— start —

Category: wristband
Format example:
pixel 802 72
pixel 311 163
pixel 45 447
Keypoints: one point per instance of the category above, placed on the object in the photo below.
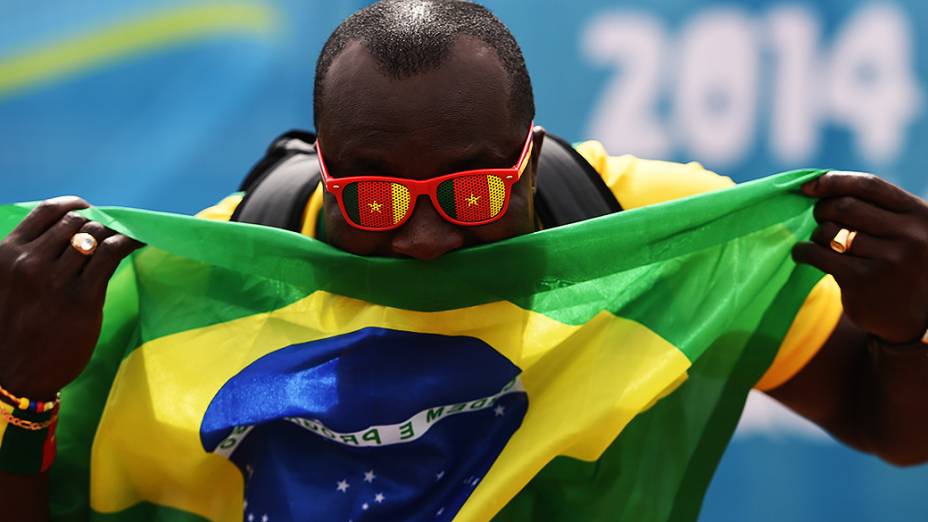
pixel 27 439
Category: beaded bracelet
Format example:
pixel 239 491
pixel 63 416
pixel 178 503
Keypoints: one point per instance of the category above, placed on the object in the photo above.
pixel 27 434
pixel 28 404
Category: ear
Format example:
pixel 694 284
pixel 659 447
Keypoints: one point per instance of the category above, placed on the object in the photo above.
pixel 538 139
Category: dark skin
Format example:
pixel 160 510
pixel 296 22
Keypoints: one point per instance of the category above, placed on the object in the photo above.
pixel 866 385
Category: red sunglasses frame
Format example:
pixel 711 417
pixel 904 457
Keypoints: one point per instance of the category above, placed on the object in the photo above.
pixel 428 187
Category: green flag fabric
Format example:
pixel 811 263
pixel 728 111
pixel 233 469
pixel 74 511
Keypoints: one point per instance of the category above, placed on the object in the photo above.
pixel 593 371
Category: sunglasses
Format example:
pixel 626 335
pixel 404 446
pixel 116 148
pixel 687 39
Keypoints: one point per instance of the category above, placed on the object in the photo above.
pixel 468 198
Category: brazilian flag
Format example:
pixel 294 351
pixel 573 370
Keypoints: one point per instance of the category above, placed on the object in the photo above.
pixel 588 372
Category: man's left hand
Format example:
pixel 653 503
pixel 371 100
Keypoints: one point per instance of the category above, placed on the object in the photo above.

— end —

Rewrite the whole listing above with every "Format example" changed to "Sample format" and everything else left as it is. Leave out the pictures.

Category: wristband
Sample format:
pixel 802 72
pixel 311 163
pixel 45 447
Keypoints: one point per instance of the category above, placed on the object in the photo below.
pixel 27 439
Category: beaded bracelet
Sample format:
pixel 239 491
pixel 63 416
pixel 178 503
Keypoints: one point per instance of the category above, placed on the object in the photo above.
pixel 27 434
pixel 28 404
Category: ear
Sample format:
pixel 694 284
pixel 659 447
Keypoints: one point per instance of the category above, placed on the object in the photo above.
pixel 538 139
Category: dark skin
Sample format:
pixel 160 510
pixel 296 22
Keypoints: one point per instance of the category above, placed on the object in the photo above.
pixel 866 385
Category: red sunglasses frame
Sample format:
pixel 711 417
pixel 904 457
Keypoints: one point per instance of the category above, placed on the object in the photo above.
pixel 428 187
Category: green flag fabric
Sample format:
pixel 811 263
pixel 728 111
pixel 233 469
pixel 74 511
Keypoints: one point per instance of the category above, placed on the object in the photo above.
pixel 593 371
Category: sunglasses
Sample format:
pixel 626 335
pixel 404 446
pixel 116 148
pixel 687 39
Keypoints: one point per instance of the category above, placed on the object in the photo above.
pixel 468 198
Category: brazilian flag
Sample format:
pixel 294 351
pixel 573 370
Keypoints: one point per instance of the category above, placed on the object in the photo above.
pixel 588 372
Category: man's left hand
Sample format:
pixel 653 503
pixel 371 100
Keypoints: one point per instance of the category above, placed on the object in the photo above.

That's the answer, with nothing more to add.